Try it
Extract the full set of records that follows, word for word.

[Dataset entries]
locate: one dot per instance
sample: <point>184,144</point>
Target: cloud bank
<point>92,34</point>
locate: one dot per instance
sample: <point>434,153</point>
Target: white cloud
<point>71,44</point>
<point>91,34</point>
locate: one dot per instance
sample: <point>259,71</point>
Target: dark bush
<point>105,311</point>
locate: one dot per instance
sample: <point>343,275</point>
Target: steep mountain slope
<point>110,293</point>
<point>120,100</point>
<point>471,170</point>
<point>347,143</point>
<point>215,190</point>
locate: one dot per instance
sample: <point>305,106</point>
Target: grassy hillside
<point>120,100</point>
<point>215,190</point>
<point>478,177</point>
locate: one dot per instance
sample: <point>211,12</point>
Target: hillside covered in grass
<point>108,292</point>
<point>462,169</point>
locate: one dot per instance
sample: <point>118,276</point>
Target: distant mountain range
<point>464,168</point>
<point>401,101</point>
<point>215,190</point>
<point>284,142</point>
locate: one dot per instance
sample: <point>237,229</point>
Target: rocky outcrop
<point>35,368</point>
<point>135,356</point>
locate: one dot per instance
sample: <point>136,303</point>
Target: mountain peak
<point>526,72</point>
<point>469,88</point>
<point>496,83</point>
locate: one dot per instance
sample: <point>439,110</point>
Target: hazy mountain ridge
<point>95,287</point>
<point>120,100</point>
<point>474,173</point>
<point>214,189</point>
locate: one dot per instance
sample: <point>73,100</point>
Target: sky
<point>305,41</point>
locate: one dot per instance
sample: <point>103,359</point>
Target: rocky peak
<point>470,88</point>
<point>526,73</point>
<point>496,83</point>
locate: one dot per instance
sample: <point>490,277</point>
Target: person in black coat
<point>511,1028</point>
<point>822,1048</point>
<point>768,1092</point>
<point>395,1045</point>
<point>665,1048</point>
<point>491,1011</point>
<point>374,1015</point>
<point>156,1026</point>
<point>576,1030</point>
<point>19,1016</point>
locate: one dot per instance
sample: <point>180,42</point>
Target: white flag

Written solution
locate: one dot per instance
sample: <point>184,144</point>
Target: cloud bank
<point>92,34</point>
locate: one dot per instance
sample: <point>434,153</point>
Target: white cloud
<point>71,44</point>
<point>91,34</point>
locate: one dot per instance
sample: <point>259,71</point>
Target: dark bush
<point>105,311</point>
locate: one dot per instance
sample: <point>343,275</point>
Target: steep mountain slope
<point>110,293</point>
<point>120,100</point>
<point>471,170</point>
<point>347,143</point>
<point>215,190</point>
locate: one dot per instance
sample: <point>305,106</point>
Target: grassy hillside
<point>120,100</point>
<point>215,190</point>
<point>478,177</point>
locate: one dot per instance
sample: <point>211,12</point>
Target: hillside covered in grass
<point>108,292</point>
<point>462,169</point>
locate: one dot per instance
sample: <point>118,276</point>
Target: distant mountain range
<point>464,168</point>
<point>401,101</point>
<point>215,190</point>
<point>284,142</point>
locate: one dot per instance
sample: <point>237,229</point>
Target: rocky outcrop
<point>35,368</point>
<point>135,356</point>
locate: one dot per instance
sample: <point>136,303</point>
Target: mountain peak
<point>526,72</point>
<point>469,88</point>
<point>496,83</point>
locate: one dot per instance
sample: <point>439,110</point>
Target: hazy mountain ridge
<point>95,287</point>
<point>120,100</point>
<point>474,173</point>
<point>214,189</point>
locate: one dot per instance
sample: <point>73,100</point>
Target: sky
<point>305,41</point>
locate: one dot per instance
sample: <point>103,359</point>
Target: rocky peak
<point>470,88</point>
<point>526,73</point>
<point>496,83</point>
locate: one dot per instance
sample: <point>490,277</point>
Target: person in black coat
<point>511,1028</point>
<point>822,1048</point>
<point>768,1092</point>
<point>395,1045</point>
<point>665,1048</point>
<point>491,1011</point>
<point>374,1015</point>
<point>156,1026</point>
<point>576,1030</point>
<point>19,1016</point>
locate: one dot per instance
sample: <point>180,42</point>
Target: white flag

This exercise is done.